### MATERIAL PROVIDED
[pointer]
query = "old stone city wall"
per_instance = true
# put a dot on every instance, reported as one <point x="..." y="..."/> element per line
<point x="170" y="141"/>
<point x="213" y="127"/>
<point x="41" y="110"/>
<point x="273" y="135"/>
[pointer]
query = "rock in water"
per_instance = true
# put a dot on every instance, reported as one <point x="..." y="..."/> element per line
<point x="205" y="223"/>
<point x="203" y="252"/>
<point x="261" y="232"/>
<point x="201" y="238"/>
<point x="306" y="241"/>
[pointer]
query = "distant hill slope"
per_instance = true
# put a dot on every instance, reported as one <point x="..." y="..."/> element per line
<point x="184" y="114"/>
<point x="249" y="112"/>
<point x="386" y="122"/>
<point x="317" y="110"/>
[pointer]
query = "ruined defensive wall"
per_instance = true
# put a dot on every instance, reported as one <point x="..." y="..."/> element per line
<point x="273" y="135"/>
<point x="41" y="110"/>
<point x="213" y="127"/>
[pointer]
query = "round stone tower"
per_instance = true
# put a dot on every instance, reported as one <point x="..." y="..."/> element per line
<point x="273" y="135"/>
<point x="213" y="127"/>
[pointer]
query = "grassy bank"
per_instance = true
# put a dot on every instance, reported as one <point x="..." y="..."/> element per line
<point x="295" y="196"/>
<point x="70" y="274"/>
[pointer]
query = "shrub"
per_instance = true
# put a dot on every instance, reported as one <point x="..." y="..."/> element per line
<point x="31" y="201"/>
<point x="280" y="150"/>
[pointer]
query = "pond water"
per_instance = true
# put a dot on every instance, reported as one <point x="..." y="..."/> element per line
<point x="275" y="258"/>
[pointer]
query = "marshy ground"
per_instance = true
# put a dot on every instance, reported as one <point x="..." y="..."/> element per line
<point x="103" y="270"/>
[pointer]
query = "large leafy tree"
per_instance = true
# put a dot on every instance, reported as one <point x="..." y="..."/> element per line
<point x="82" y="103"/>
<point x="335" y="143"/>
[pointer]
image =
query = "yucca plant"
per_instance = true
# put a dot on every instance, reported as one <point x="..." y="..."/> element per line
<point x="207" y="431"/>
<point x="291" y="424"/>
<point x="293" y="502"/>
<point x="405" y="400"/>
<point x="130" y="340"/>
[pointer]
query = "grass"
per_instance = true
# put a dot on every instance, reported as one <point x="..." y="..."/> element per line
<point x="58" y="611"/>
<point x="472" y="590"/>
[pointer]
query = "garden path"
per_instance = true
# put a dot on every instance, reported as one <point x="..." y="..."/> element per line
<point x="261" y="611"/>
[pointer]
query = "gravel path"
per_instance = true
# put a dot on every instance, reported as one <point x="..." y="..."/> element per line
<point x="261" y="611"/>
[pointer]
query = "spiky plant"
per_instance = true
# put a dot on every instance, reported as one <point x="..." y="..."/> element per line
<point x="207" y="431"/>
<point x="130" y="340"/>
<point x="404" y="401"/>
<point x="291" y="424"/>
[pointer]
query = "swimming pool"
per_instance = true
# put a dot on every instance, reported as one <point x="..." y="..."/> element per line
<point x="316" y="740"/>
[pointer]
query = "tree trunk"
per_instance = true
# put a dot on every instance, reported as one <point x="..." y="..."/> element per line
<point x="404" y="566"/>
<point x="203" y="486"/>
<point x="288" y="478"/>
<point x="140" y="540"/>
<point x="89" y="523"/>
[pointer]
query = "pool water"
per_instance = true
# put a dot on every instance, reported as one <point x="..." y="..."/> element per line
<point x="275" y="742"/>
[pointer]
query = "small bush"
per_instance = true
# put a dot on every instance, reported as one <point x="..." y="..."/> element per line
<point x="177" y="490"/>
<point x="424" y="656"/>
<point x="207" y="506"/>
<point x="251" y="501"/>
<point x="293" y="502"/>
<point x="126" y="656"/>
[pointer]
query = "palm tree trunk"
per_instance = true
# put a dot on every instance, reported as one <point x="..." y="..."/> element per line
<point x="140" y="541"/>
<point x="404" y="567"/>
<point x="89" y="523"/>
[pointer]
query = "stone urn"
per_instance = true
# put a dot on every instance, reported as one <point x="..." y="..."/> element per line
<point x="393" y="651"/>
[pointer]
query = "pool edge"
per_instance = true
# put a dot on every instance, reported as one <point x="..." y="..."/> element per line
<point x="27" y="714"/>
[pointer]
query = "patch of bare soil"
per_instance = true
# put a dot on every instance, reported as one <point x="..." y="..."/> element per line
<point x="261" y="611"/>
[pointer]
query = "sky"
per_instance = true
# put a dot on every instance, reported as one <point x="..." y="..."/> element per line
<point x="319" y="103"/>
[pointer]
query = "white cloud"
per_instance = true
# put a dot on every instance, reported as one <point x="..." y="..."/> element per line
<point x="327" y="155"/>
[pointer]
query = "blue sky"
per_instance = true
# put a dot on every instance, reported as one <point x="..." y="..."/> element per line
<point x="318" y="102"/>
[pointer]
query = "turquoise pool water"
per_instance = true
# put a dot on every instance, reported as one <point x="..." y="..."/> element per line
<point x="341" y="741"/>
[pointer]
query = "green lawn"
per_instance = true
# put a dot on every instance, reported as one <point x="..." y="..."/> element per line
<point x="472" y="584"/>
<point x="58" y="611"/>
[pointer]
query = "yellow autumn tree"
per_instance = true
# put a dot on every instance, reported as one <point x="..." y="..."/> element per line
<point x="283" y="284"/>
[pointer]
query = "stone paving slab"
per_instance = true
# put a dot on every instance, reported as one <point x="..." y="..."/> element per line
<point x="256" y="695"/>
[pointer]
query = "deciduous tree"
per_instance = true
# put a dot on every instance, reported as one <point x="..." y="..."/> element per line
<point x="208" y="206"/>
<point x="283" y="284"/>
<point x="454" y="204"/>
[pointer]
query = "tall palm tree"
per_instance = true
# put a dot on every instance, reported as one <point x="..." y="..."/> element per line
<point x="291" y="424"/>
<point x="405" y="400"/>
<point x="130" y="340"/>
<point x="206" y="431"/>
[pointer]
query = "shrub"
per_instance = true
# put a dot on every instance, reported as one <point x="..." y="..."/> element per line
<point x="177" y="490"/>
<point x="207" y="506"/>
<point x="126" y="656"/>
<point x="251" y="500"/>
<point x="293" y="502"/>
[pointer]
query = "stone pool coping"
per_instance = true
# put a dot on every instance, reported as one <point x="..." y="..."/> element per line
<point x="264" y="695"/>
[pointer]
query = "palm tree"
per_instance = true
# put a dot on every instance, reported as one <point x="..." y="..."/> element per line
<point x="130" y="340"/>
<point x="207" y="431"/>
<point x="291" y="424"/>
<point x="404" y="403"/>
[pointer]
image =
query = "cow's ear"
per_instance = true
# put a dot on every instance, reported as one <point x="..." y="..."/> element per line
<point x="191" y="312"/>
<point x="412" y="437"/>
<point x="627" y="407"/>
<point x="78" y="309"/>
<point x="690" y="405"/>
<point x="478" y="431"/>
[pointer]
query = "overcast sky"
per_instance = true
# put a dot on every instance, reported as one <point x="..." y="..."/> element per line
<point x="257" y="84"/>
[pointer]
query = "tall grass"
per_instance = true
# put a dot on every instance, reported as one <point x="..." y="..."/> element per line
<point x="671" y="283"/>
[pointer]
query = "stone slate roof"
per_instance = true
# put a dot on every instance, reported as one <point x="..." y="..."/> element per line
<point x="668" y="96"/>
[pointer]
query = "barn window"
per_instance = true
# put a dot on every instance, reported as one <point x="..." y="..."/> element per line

### WHAT TO PRODUCE
Each record should come back exactly as written.

### EXPECTED ANSWER
[pointer]
query = "old stone city wall"
per_instance = true
# put a dot on every instance, reported as one <point x="..." y="..."/> element per line
<point x="170" y="141"/>
<point x="213" y="127"/>
<point x="41" y="110"/>
<point x="273" y="135"/>
[pointer]
query = "rock in water"
per_instance = true
# put a dot on every instance, reported as one <point x="..." y="..."/> element per line
<point x="205" y="223"/>
<point x="203" y="252"/>
<point x="261" y="232"/>
<point x="201" y="238"/>
<point x="306" y="241"/>
[pointer]
query = "distant hill slope"
per_instance = true
# put a dot on every instance, reported as one <point x="..." y="..."/> element per line
<point x="184" y="114"/>
<point x="249" y="112"/>
<point x="386" y="122"/>
<point x="317" y="110"/>
[pointer]
query = "ruined defensive wall"
per_instance = true
# put a dot on every instance, reported as one <point x="..." y="..."/> element per line
<point x="273" y="135"/>
<point x="41" y="110"/>
<point x="213" y="127"/>
[pointer]
query = "round stone tower"
per_instance = true
# put a dot on every instance, reported as one <point x="..." y="..."/> element per line
<point x="273" y="135"/>
<point x="213" y="127"/>
[pointer]
query = "grassy bank"
per_instance = true
# put a dot on every instance, reported as one <point x="..." y="..."/> element per line
<point x="295" y="196"/>
<point x="70" y="274"/>
[pointer]
query = "shrub"
per_instance = true
# put a dot on every instance, reported as one <point x="..." y="..."/> element per line
<point x="31" y="201"/>
<point x="280" y="150"/>
[pointer]
query = "pond water"
per_instance = true
# put a dot on every instance, reported as one <point x="..." y="..."/> element per line
<point x="275" y="258"/>
[pointer]
query = "marshy ground"
per_instance = true
# put a dot on every instance, reported as one <point x="..." y="..."/> element per line
<point x="103" y="270"/>
[pointer]
query = "large leafy tree"
per_instance = true
# put a dot on every instance, reported as one <point x="..." y="..."/> element per line
<point x="82" y="103"/>
<point x="335" y="143"/>
[pointer]
image =
query = "yucca plant"
per_instance = true
# put a dot on every instance, reported as one <point x="..." y="..."/> element per line
<point x="207" y="431"/>
<point x="291" y="424"/>
<point x="293" y="502"/>
<point x="405" y="400"/>
<point x="130" y="340"/>
[pointer]
query = "grass"
per_instance = true
# put a dot on every instance, reported as one <point x="..." y="..."/> element per line
<point x="58" y="611"/>
<point x="472" y="590"/>
[pointer]
query = "garden path"
per_instance = true
# put a dot on every instance, reported as one <point x="..." y="..."/> element per line
<point x="261" y="611"/>
[pointer]
query = "gravel path"
per_instance = true
# put a dot on every instance, reported as one <point x="..." y="..."/> element per line
<point x="261" y="611"/>
[pointer]
query = "spiky plant"
per_instance = true
# put a dot on every instance, reported as one <point x="..." y="..."/> element per line
<point x="207" y="431"/>
<point x="130" y="340"/>
<point x="404" y="401"/>
<point x="291" y="424"/>
[pointer]
query = "swimming pool"
per_instance = true
# put a dot on every instance, reported as one <point x="..." y="..."/> element per line
<point x="316" y="740"/>
[pointer]
query = "tree trunk"
per_instance = true
# put a dot on every instance, reported as one <point x="..." y="..."/> element per line
<point x="404" y="566"/>
<point x="203" y="486"/>
<point x="288" y="478"/>
<point x="140" y="540"/>
<point x="89" y="523"/>
[pointer]
query = "pool water"
per_instance = true
# put a dot on every instance, reported as one <point x="..." y="..."/> element per line
<point x="275" y="742"/>
[pointer]
query = "small bush"
per_instance = true
# put a dot on every instance, reported as one <point x="..." y="..."/> element per line
<point x="177" y="490"/>
<point x="424" y="656"/>
<point x="207" y="506"/>
<point x="251" y="501"/>
<point x="293" y="502"/>
<point x="126" y="656"/>
[pointer]
query = "palm tree trunk"
per_instance = true
# put a dot on every instance, reported as one <point x="..." y="..."/> element per line
<point x="140" y="541"/>
<point x="404" y="567"/>
<point x="89" y="523"/>
[pointer]
query = "stone urn"
per_instance = true
# put a dot on every instance, reported as one <point x="..." y="..."/> element per line
<point x="393" y="651"/>
[pointer]
query = "pool edge"
per_instance = true
# put a dot on every instance, reported as one <point x="..." y="..."/> element per line
<point x="27" y="714"/>
[pointer]
query = "patch of bare soil"
per_instance = true
# put a dot on every instance, reported as one <point x="..." y="..."/> element per line
<point x="261" y="611"/>
[pointer]
query = "sky"
per_instance = true
# put a dot on every instance, reported as one <point x="..." y="..."/> element per line
<point x="319" y="103"/>
[pointer]
query = "white cloud"
per_instance = true
# put a dot on every instance, reported as one <point x="..." y="..."/> element per line
<point x="327" y="155"/>
[pointer]
query = "blue sky"
per_instance = true
# put a dot on every instance, reported as one <point x="..." y="..."/> element per line
<point x="318" y="102"/>
[pointer]
query = "turquoise pool water"
per_instance = true
# put a dot on every instance, reported as one <point x="..." y="..."/> element per line
<point x="341" y="741"/>
[pointer]
query = "green lawn"
per_instance = true
# put a dot on every instance, reported as one <point x="..." y="..."/> element per line
<point x="472" y="584"/>
<point x="58" y="611"/>
[pointer]
query = "yellow autumn tree"
per_instance = true
# put a dot on every instance, reported as one <point x="..." y="..."/> element per line
<point x="283" y="284"/>
[pointer]
query = "stone paving slab"
per_instance = true
# put a dot on every instance, reported as one <point x="..." y="..."/> element per line
<point x="256" y="695"/>
[pointer]
query = "deciduous tree"
per_instance = true
# put a dot on every instance, reported as one <point x="..." y="..."/> element per line
<point x="208" y="206"/>
<point x="283" y="284"/>
<point x="454" y="204"/>
[pointer]
query = "tall palm tree"
per_instance = true
# put a dot on every instance, reported as one <point x="..." y="..."/> element per line
<point x="291" y="424"/>
<point x="405" y="400"/>
<point x="130" y="340"/>
<point x="206" y="431"/>
[pointer]
query = "shrub"
per_instance = true
# put a dot on every instance, reported as one <point x="..." y="..."/> element per line
<point x="177" y="490"/>
<point x="207" y="506"/>
<point x="126" y="656"/>
<point x="251" y="500"/>
<point x="293" y="502"/>
[pointer]
query = "stone pool coping"
per_instance = true
# put a dot on every instance, reported as one <point x="..." y="..."/> element per line
<point x="264" y="695"/>
[pointer]
query = "palm tree"
per_instance = true
# put a dot on every instance, reported as one <point x="..." y="..."/> element per line
<point x="130" y="340"/>
<point x="207" y="431"/>
<point x="291" y="424"/>
<point x="404" y="403"/>
[pointer]
image =
query = "cow's ear"
per_instance = true
# put a dot on every instance, reported as one <point x="..." y="..."/> element per line
<point x="191" y="312"/>
<point x="412" y="437"/>
<point x="627" y="407"/>
<point x="78" y="309"/>
<point x="690" y="405"/>
<point x="478" y="431"/>
[pointer]
query = "overcast sky"
per_instance = true
# put a dot on every instance, reported as one <point x="..." y="..."/> element per line
<point x="257" y="84"/>
[pointer]
query = "tall grass"
per_instance = true
# put a dot on every instance, reported as one <point x="..." y="..."/> element per line
<point x="671" y="283"/>
[pointer]
query = "stone slate roof"
per_instance = true
# put a dot on every instance, reported as one <point x="..." y="..."/> element per line
<point x="668" y="96"/>
[pointer]
query = "barn window"
per_instance = true
# put a dot on every instance, reported as one <point x="..." y="..."/> element per line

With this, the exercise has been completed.